Action item: Repeat word for word the portion of the Senate filibuster text that begins at the words "Last week Democrats" and stops after the words "nation moving forward.".

Source extract:
____

Last week Democrats took a step 200 years in the making. More specifically, Democrats eliminated the minority’s ability to filibuster executive nominees by changing Senate rules to require only a simple majority (50 or 51 Senators) to approve the nominee’s appointment (minus Supreme Court justices). The move indicates several facets of the upper chamber and will have deep repercussions for the nation moving forward.
First-off, the action indicates Democratic frustration with GOP opposition to numerous Presidential nominees. Democrats point to GOP opposition to Chuck Hagel’s appointment as Secretary of Defense or Consumer Financial Protection Bureau director Rich Cordray. Notably, both these appointments ultimately went through. Parties threatening to use the “Nuclear Option” is nothing new. Republicans threatened to use it in 05 and 06 if Democrats did not allow Bush’s Supreme Court nominees to move forward. But they never took the final step. Democrats, fed up with GOP opposition to liberal nominees on the DC Circuit Court of Appeals, did.
It is important to understand the Senate was designed to be a slow body where consensus was almost always required (hence closure votes requiring 3/5th support). Among those voting in support of eliminating the filibuster for executive nominees were many Democrats elected in 2008 who have consistently expressed frustration with the slow nature of the Senate. Perhaps somebody should give them a civics lesson. The growing partisan divide in the upper chamber likely played a big role in their final decisions.
Though few Americans may note the action its consequences are likely to play out long-term. One potential consequence is that nominees for judicial and executive positions could be purely ideological pawns. If you know you only need 50 or 51 votes and your party is unlikely to deny you your executive appointments why would any GOP or Democratic President feel the need to nominate center-right or left nominees? This could give the country right and left-wing hacks that are setting everything from environmental to health policy to legal precedent.

____

Stored items

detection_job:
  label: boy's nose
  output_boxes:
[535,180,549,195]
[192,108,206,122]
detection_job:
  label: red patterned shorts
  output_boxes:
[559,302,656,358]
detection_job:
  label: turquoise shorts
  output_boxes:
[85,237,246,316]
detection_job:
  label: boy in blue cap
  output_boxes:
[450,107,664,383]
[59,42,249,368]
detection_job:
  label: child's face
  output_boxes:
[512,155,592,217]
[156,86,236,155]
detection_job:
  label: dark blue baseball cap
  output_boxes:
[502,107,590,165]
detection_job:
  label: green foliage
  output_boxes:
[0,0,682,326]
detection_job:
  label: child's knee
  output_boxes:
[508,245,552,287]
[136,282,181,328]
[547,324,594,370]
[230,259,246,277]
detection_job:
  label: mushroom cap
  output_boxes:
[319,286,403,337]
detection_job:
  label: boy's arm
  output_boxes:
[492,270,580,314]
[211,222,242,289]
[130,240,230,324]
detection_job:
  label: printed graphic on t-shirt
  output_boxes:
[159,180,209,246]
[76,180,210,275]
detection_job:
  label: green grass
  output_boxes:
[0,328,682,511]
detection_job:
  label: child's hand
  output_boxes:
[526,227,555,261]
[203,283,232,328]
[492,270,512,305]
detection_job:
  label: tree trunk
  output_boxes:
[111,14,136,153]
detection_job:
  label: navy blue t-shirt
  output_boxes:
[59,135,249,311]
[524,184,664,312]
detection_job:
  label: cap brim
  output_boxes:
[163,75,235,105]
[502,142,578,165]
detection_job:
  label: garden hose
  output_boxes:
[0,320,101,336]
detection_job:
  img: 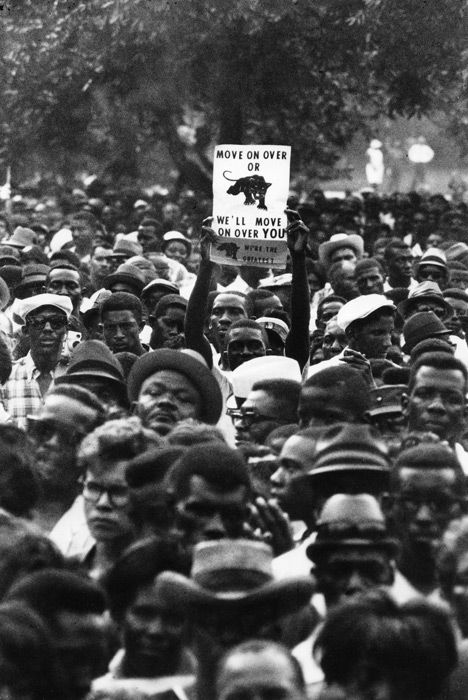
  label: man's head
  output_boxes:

____

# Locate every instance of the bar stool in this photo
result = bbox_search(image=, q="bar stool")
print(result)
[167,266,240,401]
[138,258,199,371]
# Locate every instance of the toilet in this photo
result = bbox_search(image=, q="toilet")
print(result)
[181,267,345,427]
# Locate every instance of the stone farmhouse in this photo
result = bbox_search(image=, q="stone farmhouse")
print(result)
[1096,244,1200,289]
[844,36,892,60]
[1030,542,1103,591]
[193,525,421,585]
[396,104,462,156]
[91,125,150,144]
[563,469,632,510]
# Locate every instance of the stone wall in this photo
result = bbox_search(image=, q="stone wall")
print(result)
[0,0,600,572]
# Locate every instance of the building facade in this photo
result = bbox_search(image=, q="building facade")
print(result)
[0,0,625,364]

____

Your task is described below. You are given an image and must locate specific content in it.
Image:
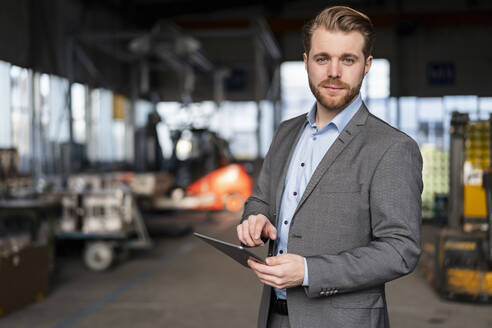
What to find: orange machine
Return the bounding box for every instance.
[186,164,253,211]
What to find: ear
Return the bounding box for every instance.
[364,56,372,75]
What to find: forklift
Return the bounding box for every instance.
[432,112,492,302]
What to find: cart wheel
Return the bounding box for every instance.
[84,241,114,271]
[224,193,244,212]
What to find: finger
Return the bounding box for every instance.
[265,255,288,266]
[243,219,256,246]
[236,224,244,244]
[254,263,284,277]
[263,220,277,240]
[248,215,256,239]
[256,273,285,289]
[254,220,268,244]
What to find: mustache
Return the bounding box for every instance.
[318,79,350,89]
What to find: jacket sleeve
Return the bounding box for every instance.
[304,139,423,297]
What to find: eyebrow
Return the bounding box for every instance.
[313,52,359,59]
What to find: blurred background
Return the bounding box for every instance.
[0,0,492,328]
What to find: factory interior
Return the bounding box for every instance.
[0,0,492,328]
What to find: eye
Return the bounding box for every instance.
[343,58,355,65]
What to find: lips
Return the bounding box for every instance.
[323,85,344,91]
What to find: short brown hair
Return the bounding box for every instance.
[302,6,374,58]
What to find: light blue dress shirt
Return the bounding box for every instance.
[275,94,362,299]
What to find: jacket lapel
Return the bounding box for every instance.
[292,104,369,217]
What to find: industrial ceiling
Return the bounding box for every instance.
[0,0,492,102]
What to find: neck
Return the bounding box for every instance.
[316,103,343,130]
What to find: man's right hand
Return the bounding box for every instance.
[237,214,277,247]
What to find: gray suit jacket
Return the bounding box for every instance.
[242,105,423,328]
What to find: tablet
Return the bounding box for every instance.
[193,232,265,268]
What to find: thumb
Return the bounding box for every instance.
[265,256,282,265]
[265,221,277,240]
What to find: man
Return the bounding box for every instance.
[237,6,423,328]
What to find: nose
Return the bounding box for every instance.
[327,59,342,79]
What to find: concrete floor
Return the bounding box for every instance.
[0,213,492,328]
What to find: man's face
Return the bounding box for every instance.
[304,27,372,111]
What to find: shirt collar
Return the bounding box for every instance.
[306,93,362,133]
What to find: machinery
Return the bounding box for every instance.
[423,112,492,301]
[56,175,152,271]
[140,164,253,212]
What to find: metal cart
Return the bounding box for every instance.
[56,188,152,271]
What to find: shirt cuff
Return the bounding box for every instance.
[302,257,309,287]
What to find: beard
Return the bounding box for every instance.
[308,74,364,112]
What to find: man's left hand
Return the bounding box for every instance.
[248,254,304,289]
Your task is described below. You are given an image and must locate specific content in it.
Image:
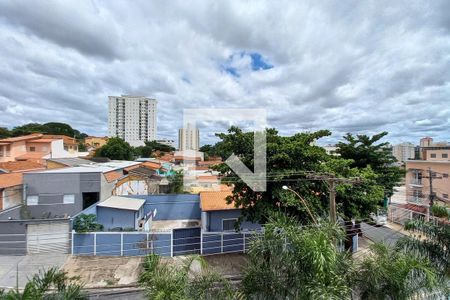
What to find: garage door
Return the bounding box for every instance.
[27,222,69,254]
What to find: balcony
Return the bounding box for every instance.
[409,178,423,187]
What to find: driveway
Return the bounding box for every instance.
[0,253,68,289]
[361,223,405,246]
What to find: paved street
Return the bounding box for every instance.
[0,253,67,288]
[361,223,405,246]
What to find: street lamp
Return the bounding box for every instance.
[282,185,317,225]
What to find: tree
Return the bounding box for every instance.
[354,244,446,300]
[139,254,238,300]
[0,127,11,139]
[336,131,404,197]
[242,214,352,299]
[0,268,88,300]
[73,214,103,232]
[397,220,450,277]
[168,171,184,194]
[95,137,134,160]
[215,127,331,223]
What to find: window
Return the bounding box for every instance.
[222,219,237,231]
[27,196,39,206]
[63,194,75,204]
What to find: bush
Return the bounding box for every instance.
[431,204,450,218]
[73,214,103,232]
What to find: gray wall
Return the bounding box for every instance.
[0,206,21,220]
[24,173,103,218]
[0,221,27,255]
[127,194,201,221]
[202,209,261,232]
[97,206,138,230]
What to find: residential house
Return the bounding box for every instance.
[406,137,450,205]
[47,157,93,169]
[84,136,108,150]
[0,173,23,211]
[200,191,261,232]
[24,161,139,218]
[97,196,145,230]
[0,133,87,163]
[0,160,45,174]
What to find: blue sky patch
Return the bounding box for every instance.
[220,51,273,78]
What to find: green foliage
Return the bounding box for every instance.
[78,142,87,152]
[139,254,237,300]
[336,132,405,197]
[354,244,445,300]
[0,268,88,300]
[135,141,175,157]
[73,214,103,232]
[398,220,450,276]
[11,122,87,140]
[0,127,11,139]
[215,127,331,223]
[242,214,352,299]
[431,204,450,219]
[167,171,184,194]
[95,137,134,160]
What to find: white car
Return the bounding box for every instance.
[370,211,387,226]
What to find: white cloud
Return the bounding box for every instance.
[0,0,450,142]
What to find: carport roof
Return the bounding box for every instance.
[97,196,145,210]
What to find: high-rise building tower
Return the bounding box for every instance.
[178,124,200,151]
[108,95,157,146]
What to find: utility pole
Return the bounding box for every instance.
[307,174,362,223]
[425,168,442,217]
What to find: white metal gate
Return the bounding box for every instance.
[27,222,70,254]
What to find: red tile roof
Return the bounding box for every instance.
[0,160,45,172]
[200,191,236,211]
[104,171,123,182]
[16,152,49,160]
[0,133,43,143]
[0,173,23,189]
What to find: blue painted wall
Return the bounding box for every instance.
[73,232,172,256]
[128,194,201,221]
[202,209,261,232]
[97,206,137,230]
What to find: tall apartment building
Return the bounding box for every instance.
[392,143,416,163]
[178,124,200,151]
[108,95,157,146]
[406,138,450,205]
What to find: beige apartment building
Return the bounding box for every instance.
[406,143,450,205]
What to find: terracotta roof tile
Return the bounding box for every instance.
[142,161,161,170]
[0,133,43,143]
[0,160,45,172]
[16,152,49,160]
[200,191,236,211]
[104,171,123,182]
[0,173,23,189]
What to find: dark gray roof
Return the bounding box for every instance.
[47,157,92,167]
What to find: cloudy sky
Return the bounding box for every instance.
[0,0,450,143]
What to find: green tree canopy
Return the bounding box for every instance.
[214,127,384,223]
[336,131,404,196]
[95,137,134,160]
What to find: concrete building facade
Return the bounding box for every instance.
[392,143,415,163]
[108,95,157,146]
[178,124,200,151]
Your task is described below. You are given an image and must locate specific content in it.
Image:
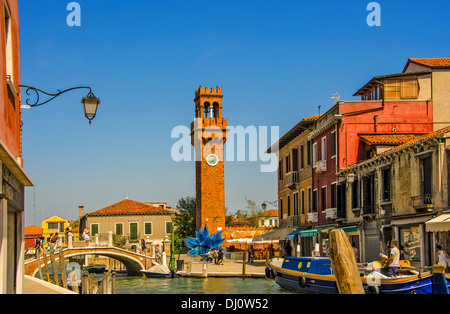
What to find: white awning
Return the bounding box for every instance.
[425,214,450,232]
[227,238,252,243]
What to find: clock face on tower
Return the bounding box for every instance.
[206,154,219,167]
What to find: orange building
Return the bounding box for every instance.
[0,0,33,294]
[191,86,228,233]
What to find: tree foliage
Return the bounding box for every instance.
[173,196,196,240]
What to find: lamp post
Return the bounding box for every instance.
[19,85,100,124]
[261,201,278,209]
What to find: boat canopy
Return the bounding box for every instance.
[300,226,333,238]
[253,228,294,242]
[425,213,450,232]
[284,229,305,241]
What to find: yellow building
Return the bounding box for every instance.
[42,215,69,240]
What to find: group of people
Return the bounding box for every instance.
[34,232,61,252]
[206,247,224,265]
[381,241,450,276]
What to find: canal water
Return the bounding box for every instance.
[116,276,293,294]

____

Output for this exercise:
Last week Democrats took a step 200 years in the making. More specifically, Democrats eliminated the minority’s ability to filibuster executive nominees by changing Senate rules to require only a simple majority (50 or 51 Senators) to approve the nominee’s appointment (minus Supreme Court justices). The move indicates several facets of the upper chamber and will have deep repercussions for the nation moving forward.